• [Supplied records]
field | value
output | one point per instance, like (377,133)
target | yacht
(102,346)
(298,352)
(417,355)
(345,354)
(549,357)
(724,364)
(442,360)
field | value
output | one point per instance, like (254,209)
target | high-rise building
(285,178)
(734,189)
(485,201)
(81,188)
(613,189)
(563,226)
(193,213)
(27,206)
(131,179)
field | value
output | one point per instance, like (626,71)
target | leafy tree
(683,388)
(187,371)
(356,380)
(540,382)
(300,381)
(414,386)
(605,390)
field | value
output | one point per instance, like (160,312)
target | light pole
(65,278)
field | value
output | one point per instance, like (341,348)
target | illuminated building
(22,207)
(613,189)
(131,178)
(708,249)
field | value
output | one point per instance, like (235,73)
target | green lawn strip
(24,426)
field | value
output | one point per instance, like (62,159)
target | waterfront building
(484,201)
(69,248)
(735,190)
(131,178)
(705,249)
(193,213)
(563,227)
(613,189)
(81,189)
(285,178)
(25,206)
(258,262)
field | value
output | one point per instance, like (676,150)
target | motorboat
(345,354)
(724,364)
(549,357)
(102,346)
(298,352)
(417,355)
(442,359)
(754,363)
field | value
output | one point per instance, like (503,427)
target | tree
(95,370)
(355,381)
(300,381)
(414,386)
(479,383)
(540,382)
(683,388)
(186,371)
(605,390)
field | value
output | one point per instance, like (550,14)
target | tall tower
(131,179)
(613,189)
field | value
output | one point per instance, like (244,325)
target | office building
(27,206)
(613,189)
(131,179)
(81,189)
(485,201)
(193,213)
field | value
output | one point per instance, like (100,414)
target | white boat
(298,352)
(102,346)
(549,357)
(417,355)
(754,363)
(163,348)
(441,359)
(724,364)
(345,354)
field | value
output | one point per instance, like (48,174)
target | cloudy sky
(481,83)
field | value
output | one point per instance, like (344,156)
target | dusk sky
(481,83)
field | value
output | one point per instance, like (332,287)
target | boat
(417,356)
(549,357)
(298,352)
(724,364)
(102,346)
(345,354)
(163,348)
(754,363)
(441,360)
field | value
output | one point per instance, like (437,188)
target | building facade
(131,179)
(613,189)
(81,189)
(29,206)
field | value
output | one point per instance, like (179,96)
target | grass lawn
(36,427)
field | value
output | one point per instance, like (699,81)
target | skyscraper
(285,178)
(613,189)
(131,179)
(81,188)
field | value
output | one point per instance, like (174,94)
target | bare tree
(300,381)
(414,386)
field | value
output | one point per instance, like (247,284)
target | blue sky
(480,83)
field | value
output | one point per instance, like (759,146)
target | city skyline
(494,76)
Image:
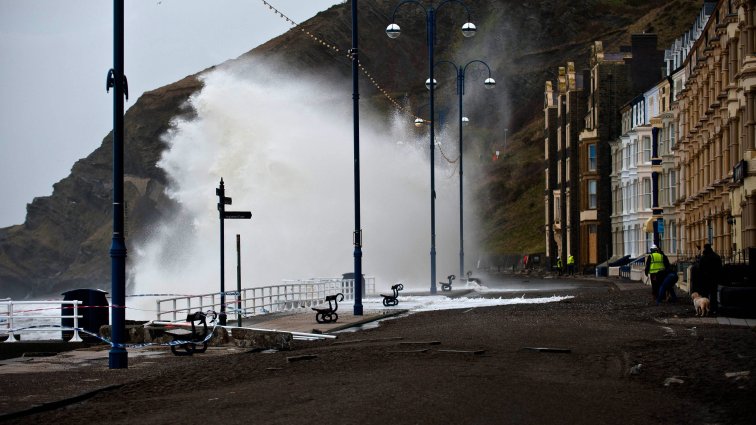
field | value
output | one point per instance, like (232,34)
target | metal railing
(9,316)
(289,296)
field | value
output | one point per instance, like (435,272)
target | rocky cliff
(65,239)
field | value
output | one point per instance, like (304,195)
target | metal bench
(328,315)
(447,286)
(390,300)
(472,279)
(189,339)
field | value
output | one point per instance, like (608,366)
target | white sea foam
(284,147)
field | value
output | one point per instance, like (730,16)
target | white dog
(701,304)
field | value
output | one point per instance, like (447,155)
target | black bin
(95,312)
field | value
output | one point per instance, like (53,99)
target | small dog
(701,304)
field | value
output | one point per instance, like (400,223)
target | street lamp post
(488,83)
(118,357)
(357,235)
(393,31)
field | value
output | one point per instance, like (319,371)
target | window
(646,193)
(672,186)
(646,149)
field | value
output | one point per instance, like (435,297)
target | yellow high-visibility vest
(657,263)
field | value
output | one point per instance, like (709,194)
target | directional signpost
(224,200)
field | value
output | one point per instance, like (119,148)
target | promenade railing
(289,296)
(11,316)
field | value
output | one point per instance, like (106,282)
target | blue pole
(431,24)
(460,92)
(357,236)
(118,356)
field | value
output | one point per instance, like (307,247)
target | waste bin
(350,276)
(93,308)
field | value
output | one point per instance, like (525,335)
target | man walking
(710,272)
(656,264)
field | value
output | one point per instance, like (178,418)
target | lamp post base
(118,358)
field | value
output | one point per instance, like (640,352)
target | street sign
(237,214)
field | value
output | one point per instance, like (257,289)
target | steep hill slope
(65,239)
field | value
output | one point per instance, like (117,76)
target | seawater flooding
(413,303)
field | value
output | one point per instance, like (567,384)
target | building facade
(716,122)
(564,111)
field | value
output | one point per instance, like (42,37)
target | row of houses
(650,146)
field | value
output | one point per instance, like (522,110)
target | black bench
(389,300)
(447,286)
(328,315)
(472,279)
(188,339)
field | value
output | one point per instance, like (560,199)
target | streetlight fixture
(393,31)
(489,83)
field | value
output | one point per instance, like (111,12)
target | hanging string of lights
(335,49)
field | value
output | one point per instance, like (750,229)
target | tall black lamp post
(393,31)
(488,83)
(118,357)
(357,235)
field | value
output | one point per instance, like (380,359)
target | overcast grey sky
(54,58)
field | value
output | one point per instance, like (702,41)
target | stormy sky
(55,55)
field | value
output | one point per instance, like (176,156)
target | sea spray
(284,147)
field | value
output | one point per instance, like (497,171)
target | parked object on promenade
(446,286)
(328,315)
(701,304)
(391,300)
(472,279)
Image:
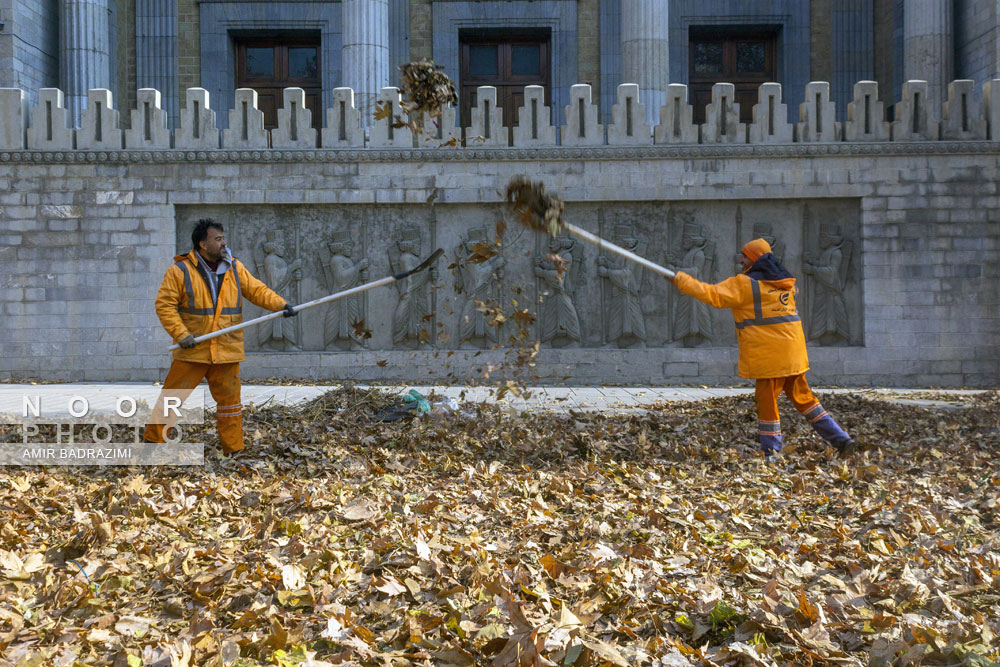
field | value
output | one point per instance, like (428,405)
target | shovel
(388,280)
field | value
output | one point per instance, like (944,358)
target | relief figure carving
(828,320)
(282,276)
(478,283)
(692,319)
(624,319)
(342,272)
(559,324)
(410,325)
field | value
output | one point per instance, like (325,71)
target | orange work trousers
(768,390)
(223,382)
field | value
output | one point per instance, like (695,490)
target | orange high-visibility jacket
(184,306)
(768,327)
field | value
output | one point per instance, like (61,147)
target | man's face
(214,245)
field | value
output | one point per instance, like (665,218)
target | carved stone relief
(625,322)
(413,311)
(598,301)
(282,272)
(478,283)
(828,268)
(558,270)
(341,271)
(692,319)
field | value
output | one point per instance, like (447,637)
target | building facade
(220,45)
(860,137)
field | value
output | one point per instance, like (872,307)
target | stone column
(645,51)
(85,45)
(156,51)
(928,47)
(365,60)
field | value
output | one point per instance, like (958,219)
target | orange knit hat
(755,249)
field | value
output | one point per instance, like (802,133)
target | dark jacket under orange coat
(768,327)
(184,306)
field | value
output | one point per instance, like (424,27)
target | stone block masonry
(896,245)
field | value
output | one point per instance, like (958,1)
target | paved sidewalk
(52,398)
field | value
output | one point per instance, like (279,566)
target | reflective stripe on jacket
(184,305)
(768,328)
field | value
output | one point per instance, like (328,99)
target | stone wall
(977,40)
(896,245)
(29,44)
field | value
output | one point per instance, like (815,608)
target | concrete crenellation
(866,115)
(47,126)
(343,122)
(722,118)
(389,114)
(149,122)
(536,128)
(628,126)
(486,128)
(581,128)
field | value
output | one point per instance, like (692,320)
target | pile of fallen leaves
(487,537)
(534,207)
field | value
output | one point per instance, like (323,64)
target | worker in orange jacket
(202,292)
(771,343)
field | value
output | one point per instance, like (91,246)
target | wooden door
(269,65)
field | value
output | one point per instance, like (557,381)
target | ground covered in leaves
(494,538)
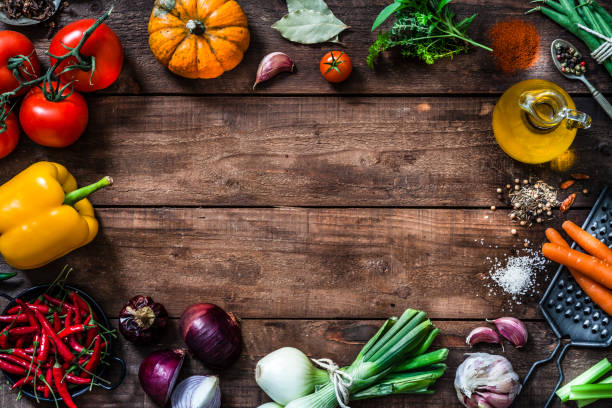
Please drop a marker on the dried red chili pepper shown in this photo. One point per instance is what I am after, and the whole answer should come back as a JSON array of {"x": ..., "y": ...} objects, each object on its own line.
[
  {"x": 60, "y": 346},
  {"x": 43, "y": 352},
  {"x": 21, "y": 318},
  {"x": 11, "y": 368},
  {"x": 58, "y": 377},
  {"x": 49, "y": 380},
  {"x": 93, "y": 362}
]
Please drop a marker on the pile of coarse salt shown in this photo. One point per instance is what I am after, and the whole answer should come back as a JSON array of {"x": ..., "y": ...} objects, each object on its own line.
[{"x": 516, "y": 275}]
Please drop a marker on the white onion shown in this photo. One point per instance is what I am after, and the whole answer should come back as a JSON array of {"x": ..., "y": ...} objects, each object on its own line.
[
  {"x": 198, "y": 391},
  {"x": 288, "y": 374}
]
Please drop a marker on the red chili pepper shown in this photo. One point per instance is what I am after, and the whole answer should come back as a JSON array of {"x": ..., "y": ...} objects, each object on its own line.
[
  {"x": 49, "y": 380},
  {"x": 23, "y": 381},
  {"x": 18, "y": 353},
  {"x": 4, "y": 338},
  {"x": 20, "y": 342},
  {"x": 95, "y": 358},
  {"x": 43, "y": 353},
  {"x": 57, "y": 324},
  {"x": 28, "y": 312},
  {"x": 44, "y": 309},
  {"x": 21, "y": 318},
  {"x": 23, "y": 331},
  {"x": 75, "y": 379},
  {"x": 60, "y": 346},
  {"x": 80, "y": 328},
  {"x": 11, "y": 368},
  {"x": 58, "y": 376}
]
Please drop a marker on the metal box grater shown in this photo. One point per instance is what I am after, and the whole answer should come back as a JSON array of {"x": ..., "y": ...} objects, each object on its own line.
[{"x": 569, "y": 312}]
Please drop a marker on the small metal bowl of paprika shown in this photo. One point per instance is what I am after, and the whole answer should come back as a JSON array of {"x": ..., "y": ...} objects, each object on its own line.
[{"x": 35, "y": 292}]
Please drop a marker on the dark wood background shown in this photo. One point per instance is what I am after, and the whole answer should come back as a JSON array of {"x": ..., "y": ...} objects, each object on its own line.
[{"x": 313, "y": 211}]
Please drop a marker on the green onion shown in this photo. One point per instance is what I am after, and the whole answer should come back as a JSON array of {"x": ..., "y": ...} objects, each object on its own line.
[
  {"x": 591, "y": 391},
  {"x": 584, "y": 403},
  {"x": 589, "y": 376}
]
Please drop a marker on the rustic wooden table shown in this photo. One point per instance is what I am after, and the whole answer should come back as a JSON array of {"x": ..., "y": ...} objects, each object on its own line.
[{"x": 312, "y": 211}]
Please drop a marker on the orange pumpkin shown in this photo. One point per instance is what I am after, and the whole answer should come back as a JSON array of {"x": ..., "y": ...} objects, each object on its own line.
[{"x": 198, "y": 38}]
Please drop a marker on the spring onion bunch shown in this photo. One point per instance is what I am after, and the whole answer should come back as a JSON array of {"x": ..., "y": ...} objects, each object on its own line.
[
  {"x": 394, "y": 361},
  {"x": 569, "y": 13}
]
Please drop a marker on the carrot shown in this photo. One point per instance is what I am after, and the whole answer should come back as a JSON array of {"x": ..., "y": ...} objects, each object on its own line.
[
  {"x": 598, "y": 293},
  {"x": 594, "y": 268},
  {"x": 588, "y": 242}
]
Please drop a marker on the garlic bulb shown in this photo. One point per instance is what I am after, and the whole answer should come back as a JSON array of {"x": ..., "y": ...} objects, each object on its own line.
[
  {"x": 486, "y": 381},
  {"x": 288, "y": 374}
]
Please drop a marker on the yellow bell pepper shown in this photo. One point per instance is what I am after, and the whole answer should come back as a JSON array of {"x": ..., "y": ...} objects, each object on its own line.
[{"x": 43, "y": 216}]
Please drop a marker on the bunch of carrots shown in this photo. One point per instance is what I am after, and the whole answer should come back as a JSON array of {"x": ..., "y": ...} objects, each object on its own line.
[
  {"x": 592, "y": 271},
  {"x": 52, "y": 344}
]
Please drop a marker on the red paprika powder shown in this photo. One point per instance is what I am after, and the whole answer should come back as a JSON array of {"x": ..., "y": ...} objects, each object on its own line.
[{"x": 515, "y": 45}]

• [Exercise prompt]
Set down precisely the lines above between the line holding "output | one point per instance, like (676,150)" and the line holding "output | one point per instance, like (244,325)", inclusive, and nothing beyond them.

• [Final answer]
output | one point per instance, like (676,150)
target | motorboat
(345,354)
(724,364)
(549,357)
(102,346)
(298,352)
(417,355)
(442,359)
(754,363)
field | value
output | one point per instance, like (503,427)
target | tree
(95,370)
(355,381)
(300,381)
(414,386)
(479,383)
(540,382)
(683,388)
(186,371)
(605,390)
field | value
output | one point per instance, like (550,14)
target | tall tower
(131,179)
(613,189)
field | value
output | one point per instance, like (244,325)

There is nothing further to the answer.